Please pull out every line below that contains the word "castle", and copy each one in full.
-- Start --
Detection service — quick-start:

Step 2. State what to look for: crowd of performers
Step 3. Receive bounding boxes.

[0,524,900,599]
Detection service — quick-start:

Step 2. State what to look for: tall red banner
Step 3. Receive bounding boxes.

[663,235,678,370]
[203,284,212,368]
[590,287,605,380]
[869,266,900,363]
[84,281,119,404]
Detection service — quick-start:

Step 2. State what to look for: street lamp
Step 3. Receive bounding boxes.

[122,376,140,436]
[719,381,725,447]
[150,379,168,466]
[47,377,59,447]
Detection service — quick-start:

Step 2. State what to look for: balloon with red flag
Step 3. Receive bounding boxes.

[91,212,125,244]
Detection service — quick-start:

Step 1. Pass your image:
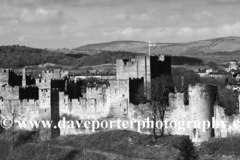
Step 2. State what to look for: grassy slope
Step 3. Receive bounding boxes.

[71,37,240,62]
[0,130,197,160]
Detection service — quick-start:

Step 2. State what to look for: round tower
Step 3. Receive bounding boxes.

[229,60,238,71]
[188,83,217,142]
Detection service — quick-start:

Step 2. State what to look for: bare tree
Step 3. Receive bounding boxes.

[3,100,22,159]
[137,75,173,141]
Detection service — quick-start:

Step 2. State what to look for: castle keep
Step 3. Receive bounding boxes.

[0,56,240,142]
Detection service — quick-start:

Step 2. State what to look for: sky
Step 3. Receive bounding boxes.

[0,0,240,49]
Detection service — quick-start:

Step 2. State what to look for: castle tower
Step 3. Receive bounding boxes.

[22,68,27,87]
[188,83,217,143]
[229,60,238,71]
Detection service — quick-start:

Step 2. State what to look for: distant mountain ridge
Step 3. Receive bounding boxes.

[73,37,240,56]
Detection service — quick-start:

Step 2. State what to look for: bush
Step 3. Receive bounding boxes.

[173,137,198,160]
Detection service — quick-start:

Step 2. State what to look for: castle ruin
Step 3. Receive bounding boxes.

[0,56,240,142]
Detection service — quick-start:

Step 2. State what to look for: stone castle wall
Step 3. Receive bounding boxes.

[0,85,19,99]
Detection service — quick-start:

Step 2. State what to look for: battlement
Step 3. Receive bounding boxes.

[36,79,51,89]
[188,83,217,93]
[168,92,184,104]
[1,85,19,92]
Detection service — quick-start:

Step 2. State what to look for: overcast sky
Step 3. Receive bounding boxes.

[0,0,240,48]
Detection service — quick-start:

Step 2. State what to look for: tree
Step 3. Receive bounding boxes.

[218,88,238,115]
[138,75,173,141]
[3,100,22,159]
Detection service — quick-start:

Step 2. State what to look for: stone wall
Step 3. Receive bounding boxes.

[0,85,19,99]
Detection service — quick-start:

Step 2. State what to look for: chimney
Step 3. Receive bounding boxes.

[181,76,184,92]
[22,68,27,87]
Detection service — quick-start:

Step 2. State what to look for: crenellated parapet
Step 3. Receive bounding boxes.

[0,85,19,99]
[36,79,51,89]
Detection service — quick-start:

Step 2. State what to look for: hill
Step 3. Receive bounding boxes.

[0,130,197,160]
[0,45,75,68]
[73,37,240,56]
[0,42,202,69]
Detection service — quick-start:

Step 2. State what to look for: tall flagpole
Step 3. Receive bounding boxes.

[148,41,151,57]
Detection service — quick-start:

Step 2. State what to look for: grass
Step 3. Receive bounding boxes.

[201,136,240,156]
[51,130,196,159]
[0,130,196,160]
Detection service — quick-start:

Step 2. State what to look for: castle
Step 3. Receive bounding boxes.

[0,56,240,142]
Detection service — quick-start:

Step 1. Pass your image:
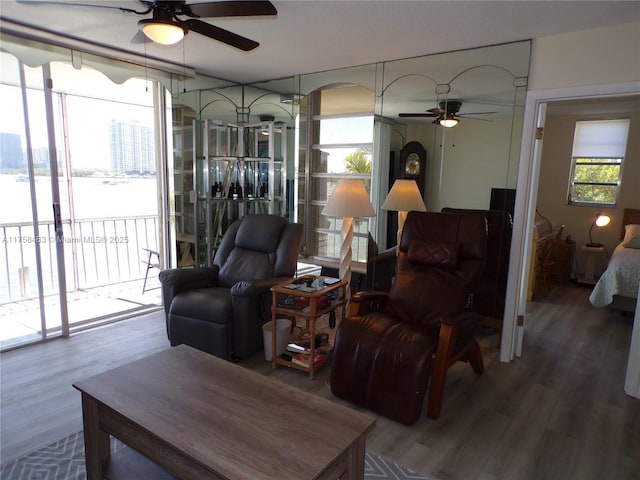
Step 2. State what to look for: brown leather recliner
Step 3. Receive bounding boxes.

[331,212,487,424]
[442,208,513,331]
[160,215,302,358]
-- End --
Task output:
Step 2. State what to look for: castle keep
Step 2. State what to look for: castle tower
Step 2. State what to look for: castle ruin
Step 2. State what to look for: stone castle wall
Step 2. State what to look for: castle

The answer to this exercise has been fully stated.